What you have to do
Take the listing below and print exactly the lines starting at the line containing "vegetation in the photo above." and ending at the line containing "trees in the photo above.", both ends included, and no others.

Material to process
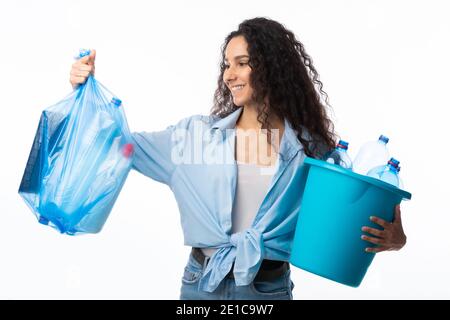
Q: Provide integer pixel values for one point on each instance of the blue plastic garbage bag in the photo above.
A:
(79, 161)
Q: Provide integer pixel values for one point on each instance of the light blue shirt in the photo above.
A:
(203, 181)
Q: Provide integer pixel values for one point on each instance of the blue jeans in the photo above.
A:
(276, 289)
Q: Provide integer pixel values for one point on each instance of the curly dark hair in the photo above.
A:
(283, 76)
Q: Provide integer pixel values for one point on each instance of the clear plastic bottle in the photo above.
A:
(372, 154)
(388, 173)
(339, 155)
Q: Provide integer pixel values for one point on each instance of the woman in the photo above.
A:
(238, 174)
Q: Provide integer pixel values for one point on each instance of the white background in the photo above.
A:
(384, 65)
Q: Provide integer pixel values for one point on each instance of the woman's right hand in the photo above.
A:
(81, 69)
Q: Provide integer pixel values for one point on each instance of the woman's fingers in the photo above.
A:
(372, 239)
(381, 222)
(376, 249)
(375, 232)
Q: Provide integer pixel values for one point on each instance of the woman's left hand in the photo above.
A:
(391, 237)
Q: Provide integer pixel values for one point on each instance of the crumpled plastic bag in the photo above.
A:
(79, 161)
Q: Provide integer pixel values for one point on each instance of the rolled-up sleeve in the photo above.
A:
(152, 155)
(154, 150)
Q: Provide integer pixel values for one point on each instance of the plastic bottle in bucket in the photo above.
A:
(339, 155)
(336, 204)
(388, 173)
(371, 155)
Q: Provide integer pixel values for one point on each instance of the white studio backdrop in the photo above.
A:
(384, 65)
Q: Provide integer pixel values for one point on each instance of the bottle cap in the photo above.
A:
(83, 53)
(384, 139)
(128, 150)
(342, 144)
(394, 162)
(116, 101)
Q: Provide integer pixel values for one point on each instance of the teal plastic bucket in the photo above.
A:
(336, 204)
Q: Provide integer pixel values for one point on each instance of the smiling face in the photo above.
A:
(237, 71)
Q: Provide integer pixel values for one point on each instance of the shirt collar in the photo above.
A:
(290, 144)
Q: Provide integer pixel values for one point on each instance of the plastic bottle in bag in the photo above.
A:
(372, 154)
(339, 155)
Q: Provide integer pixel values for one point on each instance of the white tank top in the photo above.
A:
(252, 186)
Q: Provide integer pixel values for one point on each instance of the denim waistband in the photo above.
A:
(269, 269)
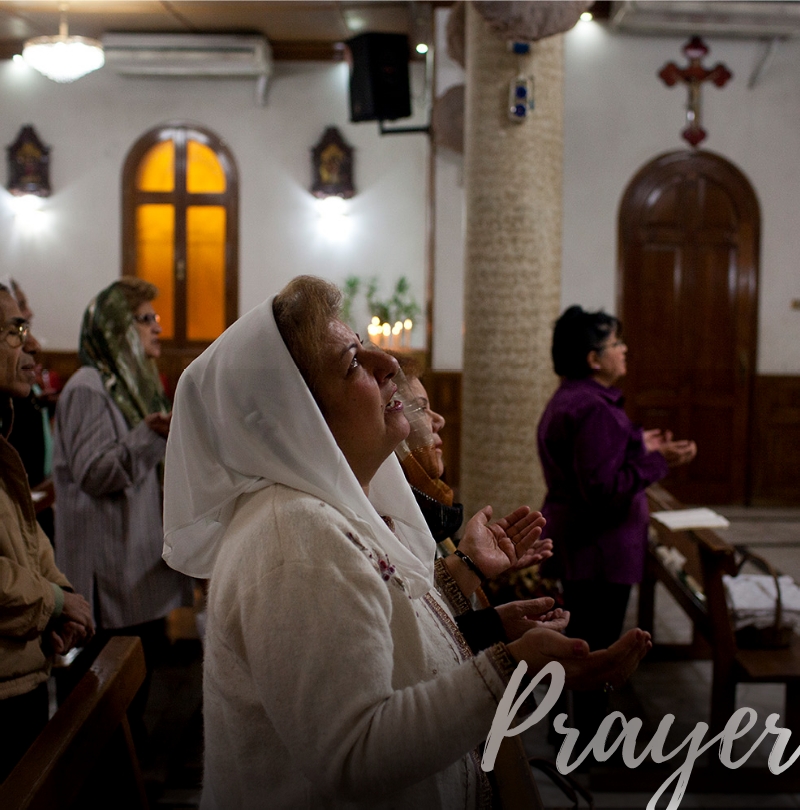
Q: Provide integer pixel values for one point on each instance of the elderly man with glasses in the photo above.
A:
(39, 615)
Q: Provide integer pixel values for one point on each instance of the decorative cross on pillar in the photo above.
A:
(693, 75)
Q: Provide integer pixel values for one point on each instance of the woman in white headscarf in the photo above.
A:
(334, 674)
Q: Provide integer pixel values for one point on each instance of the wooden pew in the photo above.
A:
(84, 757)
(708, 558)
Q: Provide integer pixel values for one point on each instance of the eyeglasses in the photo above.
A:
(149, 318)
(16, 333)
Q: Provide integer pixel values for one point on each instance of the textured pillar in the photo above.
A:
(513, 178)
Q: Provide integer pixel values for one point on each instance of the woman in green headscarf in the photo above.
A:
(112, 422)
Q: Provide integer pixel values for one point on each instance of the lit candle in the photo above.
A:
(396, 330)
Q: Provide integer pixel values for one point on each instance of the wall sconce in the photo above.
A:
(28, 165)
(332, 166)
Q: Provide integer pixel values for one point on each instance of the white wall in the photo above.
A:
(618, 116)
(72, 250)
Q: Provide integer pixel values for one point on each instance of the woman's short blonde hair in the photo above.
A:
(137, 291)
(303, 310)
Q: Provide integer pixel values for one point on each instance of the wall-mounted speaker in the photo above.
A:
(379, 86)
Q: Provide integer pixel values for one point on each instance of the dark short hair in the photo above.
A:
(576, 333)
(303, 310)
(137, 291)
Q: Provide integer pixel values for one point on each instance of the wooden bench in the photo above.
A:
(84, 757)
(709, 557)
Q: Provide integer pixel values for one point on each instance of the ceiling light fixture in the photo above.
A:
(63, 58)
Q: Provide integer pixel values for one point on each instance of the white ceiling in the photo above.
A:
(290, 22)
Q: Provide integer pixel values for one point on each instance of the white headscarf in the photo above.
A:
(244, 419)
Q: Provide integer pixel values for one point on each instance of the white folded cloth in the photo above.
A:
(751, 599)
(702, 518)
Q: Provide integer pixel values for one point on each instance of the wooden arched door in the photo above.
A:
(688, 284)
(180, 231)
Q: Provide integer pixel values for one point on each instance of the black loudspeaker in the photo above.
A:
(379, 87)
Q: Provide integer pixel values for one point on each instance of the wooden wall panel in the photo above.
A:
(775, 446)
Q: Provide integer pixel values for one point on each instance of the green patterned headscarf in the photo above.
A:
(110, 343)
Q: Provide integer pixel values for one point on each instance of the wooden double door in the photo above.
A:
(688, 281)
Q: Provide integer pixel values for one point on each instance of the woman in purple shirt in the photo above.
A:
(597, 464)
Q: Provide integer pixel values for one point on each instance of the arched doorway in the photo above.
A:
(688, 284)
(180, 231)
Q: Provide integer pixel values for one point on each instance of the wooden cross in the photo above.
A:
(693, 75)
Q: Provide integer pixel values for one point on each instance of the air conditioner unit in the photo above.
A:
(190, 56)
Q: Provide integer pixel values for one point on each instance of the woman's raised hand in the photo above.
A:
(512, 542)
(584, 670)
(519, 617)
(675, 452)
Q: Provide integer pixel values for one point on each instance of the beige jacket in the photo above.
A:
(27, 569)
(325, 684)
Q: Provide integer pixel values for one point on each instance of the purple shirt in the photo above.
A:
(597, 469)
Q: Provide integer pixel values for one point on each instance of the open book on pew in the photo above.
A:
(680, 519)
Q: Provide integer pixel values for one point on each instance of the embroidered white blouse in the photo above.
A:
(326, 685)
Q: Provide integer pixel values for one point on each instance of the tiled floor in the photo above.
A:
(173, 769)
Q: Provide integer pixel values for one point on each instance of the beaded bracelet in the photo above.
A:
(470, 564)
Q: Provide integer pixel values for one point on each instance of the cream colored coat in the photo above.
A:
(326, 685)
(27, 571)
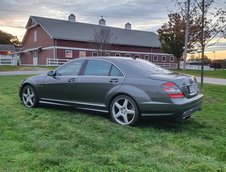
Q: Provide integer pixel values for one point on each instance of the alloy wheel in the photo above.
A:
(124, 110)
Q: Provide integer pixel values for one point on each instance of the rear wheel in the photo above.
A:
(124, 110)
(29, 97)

--

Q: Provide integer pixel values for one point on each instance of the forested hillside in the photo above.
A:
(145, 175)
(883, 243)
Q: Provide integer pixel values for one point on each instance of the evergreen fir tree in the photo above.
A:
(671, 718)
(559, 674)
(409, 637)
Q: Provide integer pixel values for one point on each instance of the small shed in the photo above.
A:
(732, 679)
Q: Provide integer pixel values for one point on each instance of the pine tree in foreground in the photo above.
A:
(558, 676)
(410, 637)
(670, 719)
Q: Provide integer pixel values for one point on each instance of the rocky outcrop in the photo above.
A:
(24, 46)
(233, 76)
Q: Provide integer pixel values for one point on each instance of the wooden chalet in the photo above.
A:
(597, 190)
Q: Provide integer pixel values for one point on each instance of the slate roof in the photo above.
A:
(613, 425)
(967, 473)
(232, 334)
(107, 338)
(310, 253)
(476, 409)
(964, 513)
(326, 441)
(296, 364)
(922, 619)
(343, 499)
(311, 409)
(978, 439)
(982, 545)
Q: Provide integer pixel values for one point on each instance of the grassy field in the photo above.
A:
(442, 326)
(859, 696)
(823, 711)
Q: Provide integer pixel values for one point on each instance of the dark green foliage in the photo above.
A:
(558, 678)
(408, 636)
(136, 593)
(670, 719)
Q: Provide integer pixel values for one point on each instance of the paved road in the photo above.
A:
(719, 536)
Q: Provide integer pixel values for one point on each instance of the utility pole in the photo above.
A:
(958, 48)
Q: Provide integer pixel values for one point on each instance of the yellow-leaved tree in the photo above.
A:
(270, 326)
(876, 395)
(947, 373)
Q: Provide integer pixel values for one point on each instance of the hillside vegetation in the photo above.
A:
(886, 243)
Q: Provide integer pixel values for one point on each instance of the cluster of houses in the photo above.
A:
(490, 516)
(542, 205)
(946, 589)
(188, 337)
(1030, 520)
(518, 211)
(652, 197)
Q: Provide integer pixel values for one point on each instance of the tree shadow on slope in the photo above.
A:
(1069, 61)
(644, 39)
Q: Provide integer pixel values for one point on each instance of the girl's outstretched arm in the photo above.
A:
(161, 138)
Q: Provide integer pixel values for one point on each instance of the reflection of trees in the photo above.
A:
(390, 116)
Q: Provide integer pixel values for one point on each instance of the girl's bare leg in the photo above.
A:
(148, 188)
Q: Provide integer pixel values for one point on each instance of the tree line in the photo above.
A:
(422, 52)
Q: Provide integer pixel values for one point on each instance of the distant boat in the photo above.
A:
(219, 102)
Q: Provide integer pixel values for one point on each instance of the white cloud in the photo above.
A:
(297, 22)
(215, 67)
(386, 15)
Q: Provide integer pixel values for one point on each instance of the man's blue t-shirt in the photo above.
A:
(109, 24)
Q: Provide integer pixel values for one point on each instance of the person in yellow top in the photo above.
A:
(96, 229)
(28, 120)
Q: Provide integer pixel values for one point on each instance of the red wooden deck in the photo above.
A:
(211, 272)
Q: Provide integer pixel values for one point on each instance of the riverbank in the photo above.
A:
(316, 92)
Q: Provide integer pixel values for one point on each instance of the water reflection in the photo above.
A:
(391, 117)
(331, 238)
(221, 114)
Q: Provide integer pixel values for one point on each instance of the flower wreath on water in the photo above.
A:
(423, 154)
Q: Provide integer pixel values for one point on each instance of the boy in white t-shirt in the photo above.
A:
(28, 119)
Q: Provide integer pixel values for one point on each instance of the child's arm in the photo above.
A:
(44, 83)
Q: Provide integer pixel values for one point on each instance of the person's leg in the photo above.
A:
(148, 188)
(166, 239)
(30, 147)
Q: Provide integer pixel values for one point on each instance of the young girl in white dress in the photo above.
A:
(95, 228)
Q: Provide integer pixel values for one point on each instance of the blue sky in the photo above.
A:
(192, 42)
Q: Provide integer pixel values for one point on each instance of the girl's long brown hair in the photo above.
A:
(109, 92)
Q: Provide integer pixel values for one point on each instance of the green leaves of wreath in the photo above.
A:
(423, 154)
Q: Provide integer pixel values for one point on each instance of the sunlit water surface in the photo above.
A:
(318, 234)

--

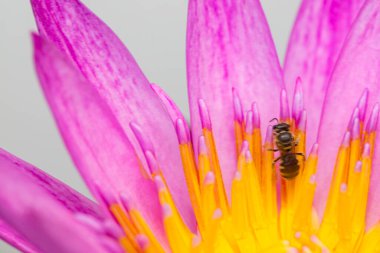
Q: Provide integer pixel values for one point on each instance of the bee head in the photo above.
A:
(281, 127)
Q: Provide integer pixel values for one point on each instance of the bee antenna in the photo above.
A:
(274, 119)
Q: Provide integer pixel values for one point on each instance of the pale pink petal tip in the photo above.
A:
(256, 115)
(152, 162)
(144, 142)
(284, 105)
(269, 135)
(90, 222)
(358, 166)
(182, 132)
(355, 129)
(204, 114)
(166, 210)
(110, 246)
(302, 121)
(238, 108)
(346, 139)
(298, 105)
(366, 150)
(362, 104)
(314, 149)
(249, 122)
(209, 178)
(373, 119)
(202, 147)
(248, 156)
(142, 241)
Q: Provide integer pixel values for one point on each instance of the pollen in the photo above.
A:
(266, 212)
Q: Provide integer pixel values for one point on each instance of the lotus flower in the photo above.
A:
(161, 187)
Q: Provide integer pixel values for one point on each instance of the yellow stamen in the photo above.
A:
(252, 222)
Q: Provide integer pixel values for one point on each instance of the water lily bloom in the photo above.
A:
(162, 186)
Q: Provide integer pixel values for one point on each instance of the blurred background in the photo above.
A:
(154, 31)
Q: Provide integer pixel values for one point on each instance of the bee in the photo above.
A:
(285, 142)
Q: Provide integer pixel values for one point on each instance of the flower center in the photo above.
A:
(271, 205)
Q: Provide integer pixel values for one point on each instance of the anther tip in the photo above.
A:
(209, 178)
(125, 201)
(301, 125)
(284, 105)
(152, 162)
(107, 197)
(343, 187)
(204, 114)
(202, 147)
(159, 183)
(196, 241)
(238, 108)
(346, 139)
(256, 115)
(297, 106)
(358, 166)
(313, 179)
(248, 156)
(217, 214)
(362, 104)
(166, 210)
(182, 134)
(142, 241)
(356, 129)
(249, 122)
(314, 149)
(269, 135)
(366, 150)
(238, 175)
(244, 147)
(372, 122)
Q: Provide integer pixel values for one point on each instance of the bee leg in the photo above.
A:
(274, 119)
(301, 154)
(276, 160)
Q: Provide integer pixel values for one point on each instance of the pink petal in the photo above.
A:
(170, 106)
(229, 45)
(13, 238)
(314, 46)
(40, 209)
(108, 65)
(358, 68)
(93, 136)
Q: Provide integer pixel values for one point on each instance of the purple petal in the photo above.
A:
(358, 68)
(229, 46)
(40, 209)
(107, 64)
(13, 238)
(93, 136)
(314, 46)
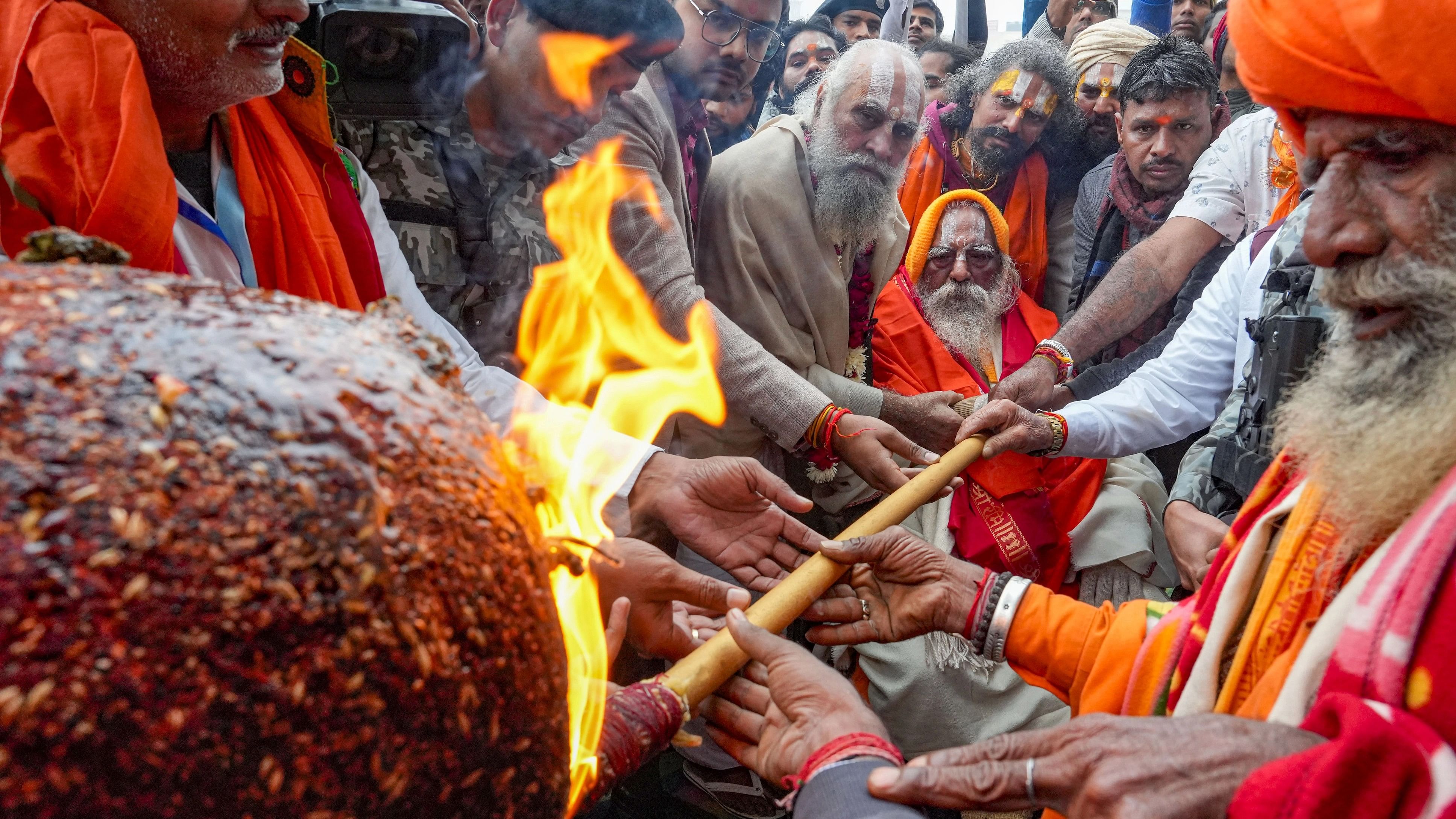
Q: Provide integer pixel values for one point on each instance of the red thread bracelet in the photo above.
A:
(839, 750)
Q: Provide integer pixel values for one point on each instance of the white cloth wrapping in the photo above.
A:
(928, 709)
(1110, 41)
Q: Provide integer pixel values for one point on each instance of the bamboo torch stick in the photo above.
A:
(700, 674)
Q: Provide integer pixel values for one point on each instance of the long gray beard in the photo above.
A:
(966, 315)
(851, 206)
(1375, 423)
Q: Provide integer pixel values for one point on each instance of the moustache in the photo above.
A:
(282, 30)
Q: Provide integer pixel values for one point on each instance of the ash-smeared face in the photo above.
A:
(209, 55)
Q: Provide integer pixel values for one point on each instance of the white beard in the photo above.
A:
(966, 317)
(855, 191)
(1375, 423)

Answer for the task
Q: Provide integer pixel values for one point on each instance of the hillside vegetation in the photo above.
A:
(886, 243)
Q: Provide integer pixel values for one point on each instance of the cluster of houses in the photo above.
A:
(490, 516)
(542, 205)
(946, 589)
(188, 337)
(1030, 520)
(518, 211)
(652, 197)
Q: Provide integer pixel values for one point on each instance of the tree shadow on slope in the photo above.
A:
(1069, 61)
(644, 39)
Q: Provide integer pixel values for one point on each instance of the girl's outstretched arm in the photo above.
A:
(161, 138)
Q: Provide integer pixel values for one point on each instance of the reflection of trees in the photo above.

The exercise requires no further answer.